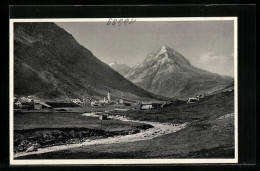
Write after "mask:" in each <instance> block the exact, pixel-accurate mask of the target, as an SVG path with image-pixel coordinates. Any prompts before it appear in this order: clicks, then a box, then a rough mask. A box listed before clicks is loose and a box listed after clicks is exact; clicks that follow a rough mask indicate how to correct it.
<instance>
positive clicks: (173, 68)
mask: <svg viewBox="0 0 260 171" xmlns="http://www.w3.org/2000/svg"><path fill="white" fill-rule="evenodd" d="M124 76H125V77H126V78H127V79H128V80H130V81H132V82H133V83H135V84H136V85H138V86H140V87H142V88H144V89H145V90H148V91H150V92H152V93H155V94H158V95H161V96H165V97H171V98H172V97H174V98H180V99H183V98H184V99H185V98H187V97H192V96H194V95H196V94H201V93H209V92H212V91H216V90H219V89H221V88H223V87H225V86H227V85H228V84H230V82H232V81H233V79H232V78H231V77H225V76H220V75H218V74H214V73H210V72H208V71H205V70H202V69H199V68H196V67H194V66H192V65H191V64H190V62H189V61H188V60H187V59H186V58H185V57H183V56H182V55H181V54H180V53H179V52H177V51H175V50H174V49H172V48H170V47H168V46H166V45H163V46H162V47H161V48H160V49H159V50H157V51H155V52H152V53H150V54H149V55H148V56H147V57H146V58H145V60H144V61H143V62H142V63H141V64H138V65H136V66H135V67H134V68H132V69H131V70H130V71H129V72H128V73H127V74H126V75H124Z"/></svg>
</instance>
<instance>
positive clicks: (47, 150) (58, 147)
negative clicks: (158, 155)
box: [14, 113, 187, 158]
mask: <svg viewBox="0 0 260 171" xmlns="http://www.w3.org/2000/svg"><path fill="white" fill-rule="evenodd" d="M82 115H83V116H91V117H99V115H97V114H96V113H83V114H82ZM108 118H109V119H118V120H121V121H125V122H138V123H144V124H150V125H152V126H153V128H149V129H147V130H145V131H141V132H139V133H137V134H131V135H124V136H115V137H109V138H103V139H96V140H87V141H85V142H83V143H79V144H65V145H57V146H51V147H44V148H38V149H37V151H32V152H20V153H16V154H14V158H16V157H20V156H26V155H32V154H41V153H48V152H53V151H61V150H67V149H71V148H76V147H83V146H90V145H97V144H111V143H124V142H133V141H142V140H149V139H152V138H155V137H158V136H162V135H166V134H171V133H174V132H177V131H179V130H181V129H183V128H185V127H186V125H187V123H183V124H169V123H159V122H149V121H139V120H131V119H129V118H125V117H123V116H119V115H116V116H114V115H110V116H108Z"/></svg>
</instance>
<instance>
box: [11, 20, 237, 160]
mask: <svg viewBox="0 0 260 171" xmlns="http://www.w3.org/2000/svg"><path fill="white" fill-rule="evenodd" d="M108 19H109V18H74V19H10V20H9V21H10V28H9V31H10V32H9V36H10V37H9V38H10V39H9V40H10V49H9V50H10V58H9V67H10V70H9V86H10V89H9V98H10V101H9V109H10V114H9V124H10V128H9V129H10V144H9V145H10V165H53V164H55V165H57V164H58V165H74V164H80V165H82V164H87V165H95V164H106V165H111V164H193V163H205V164H209V163H237V162H238V90H237V85H238V82H237V81H238V80H237V76H238V75H237V72H238V70H237V64H238V63H237V17H185V18H182V17H178V18H172V17H169V18H134V19H135V20H136V22H138V21H147V22H151V21H153V22H155V21H223V20H231V21H234V91H235V99H234V101H235V114H234V120H235V158H234V159H127V160H126V159H73V160H72V159H63V160H47V159H42V160H32V159H30V160H14V159H13V93H14V92H13V91H14V82H13V78H14V77H13V75H14V73H13V72H14V71H13V67H14V66H13V23H14V22H107V21H108ZM113 19H122V18H113ZM123 19H126V18H123ZM129 19H131V18H129Z"/></svg>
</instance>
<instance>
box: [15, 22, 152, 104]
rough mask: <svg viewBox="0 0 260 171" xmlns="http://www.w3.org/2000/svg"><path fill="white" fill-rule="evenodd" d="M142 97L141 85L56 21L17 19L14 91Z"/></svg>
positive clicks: (93, 95) (41, 96) (35, 92)
mask: <svg viewBox="0 0 260 171" xmlns="http://www.w3.org/2000/svg"><path fill="white" fill-rule="evenodd" d="M108 90H110V91H111V95H112V98H113V97H116V98H130V99H140V98H142V97H144V98H154V97H156V96H155V95H153V94H151V93H148V92H146V91H145V90H143V89H141V88H139V87H137V86H136V85H134V84H133V83H131V82H130V81H128V80H127V79H125V78H124V77H123V76H121V75H120V74H119V73H117V72H116V71H114V70H113V69H111V68H110V67H109V66H108V65H107V64H105V63H103V62H101V61H100V60H99V59H97V58H96V57H95V56H94V55H93V54H92V53H91V51H89V50H88V49H86V48H85V47H83V46H81V45H80V44H78V43H77V41H76V40H75V39H74V38H73V36H72V35H70V34H69V33H67V32H66V31H65V30H64V29H62V28H60V27H59V26H57V25H56V24H54V23H14V94H16V95H33V96H37V97H40V98H44V99H63V98H72V97H82V96H83V95H84V96H91V97H95V98H100V97H103V96H105V95H106V93H107V91H108Z"/></svg>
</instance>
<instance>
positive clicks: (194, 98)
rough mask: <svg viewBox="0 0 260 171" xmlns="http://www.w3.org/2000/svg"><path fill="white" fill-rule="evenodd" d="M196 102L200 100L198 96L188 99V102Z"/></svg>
mask: <svg viewBox="0 0 260 171" xmlns="http://www.w3.org/2000/svg"><path fill="white" fill-rule="evenodd" d="M196 102H198V98H195V97H192V98H189V99H188V101H187V104H191V103H196Z"/></svg>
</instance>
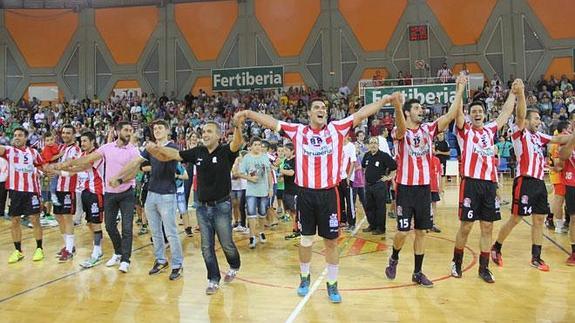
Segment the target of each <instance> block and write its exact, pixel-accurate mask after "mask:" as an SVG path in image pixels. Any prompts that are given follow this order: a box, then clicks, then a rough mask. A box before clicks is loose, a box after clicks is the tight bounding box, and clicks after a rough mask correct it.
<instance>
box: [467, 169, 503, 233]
mask: <svg viewBox="0 0 575 323" xmlns="http://www.w3.org/2000/svg"><path fill="white" fill-rule="evenodd" d="M460 185H461V186H460V188H459V219H460V220H461V221H467V222H474V221H477V220H479V221H486V222H494V221H498V220H501V213H499V212H497V206H496V204H497V201H496V191H497V183H495V182H491V181H486V180H481V179H475V178H468V177H465V178H464V179H462V180H461V184H460Z"/></svg>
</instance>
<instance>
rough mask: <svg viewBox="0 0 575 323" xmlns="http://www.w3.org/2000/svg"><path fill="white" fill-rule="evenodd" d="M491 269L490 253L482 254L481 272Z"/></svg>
mask: <svg viewBox="0 0 575 323" xmlns="http://www.w3.org/2000/svg"><path fill="white" fill-rule="evenodd" d="M487 267H489V252H483V251H482V252H481V255H480V256H479V270H483V269H486V268H487Z"/></svg>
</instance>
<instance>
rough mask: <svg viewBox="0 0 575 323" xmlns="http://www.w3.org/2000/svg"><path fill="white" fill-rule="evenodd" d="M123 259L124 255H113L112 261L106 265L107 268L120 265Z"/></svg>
mask: <svg viewBox="0 0 575 323" xmlns="http://www.w3.org/2000/svg"><path fill="white" fill-rule="evenodd" d="M121 259H122V255H113V256H112V258H110V260H108V262H107V263H106V267H113V266H117V265H119V264H120V260H121Z"/></svg>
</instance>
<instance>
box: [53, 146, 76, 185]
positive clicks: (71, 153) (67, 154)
mask: <svg viewBox="0 0 575 323" xmlns="http://www.w3.org/2000/svg"><path fill="white" fill-rule="evenodd" d="M60 152H64V153H63V155H62V157H60V159H58V162H60V163H62V162H65V161H67V160H71V159H77V158H78V157H80V155H81V154H82V151H81V150H80V147H78V145H76V144H75V143H74V144H72V145H68V146H65V145H62V147H61V148H60ZM76 177H77V176H76V175H72V176H58V184H57V186H56V191H57V192H74V191H75V190H76V181H77V180H76Z"/></svg>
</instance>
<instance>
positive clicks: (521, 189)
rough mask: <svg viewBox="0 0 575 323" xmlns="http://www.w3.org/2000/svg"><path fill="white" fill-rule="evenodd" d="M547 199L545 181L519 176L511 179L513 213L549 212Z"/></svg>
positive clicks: (536, 213)
mask: <svg viewBox="0 0 575 323" xmlns="http://www.w3.org/2000/svg"><path fill="white" fill-rule="evenodd" d="M549 212H550V211H549V202H548V201H547V187H546V186H545V182H544V181H542V180H540V179H537V178H533V177H526V176H520V177H516V178H515V179H514V180H513V204H512V206H511V213H512V214H513V215H521V216H527V215H531V214H545V215H547V214H549Z"/></svg>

------------------------------------------------

> EXERCISE DESCRIPTION:
Extract every line above that contains the word "this", copying each one in full.

> FINAL ANSWER:
Write after "mask:" in each <instance> block the exact, pixel-accurate mask of the target, as an SVG path with image-pixel coordinates. Any prompts before it appear in this order: clicks, then a box, then a rough mask. A box listed before clicks is loose and a box listed after clicks is exact; clicks that follow a rough mask indicate how to correct it.
Segment the target of each <instance> block and write its exact, pixel-accurate mask after "mask:" as an SVG path in image pixels. Any prompts that are given follow this order: a box, then clicks, then a rough mask. A box before clicks is loose, a box after clicks is the tight bounding box, and clicks after a rough mask correct it.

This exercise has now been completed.